Determine the number of lines in the data that contain "sheepskin". Answer with that number only.

[Natural-language object grounding data]
——————————

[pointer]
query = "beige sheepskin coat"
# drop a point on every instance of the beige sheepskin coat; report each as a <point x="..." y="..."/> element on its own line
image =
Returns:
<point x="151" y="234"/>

——————————

> RESPONSE AREA
2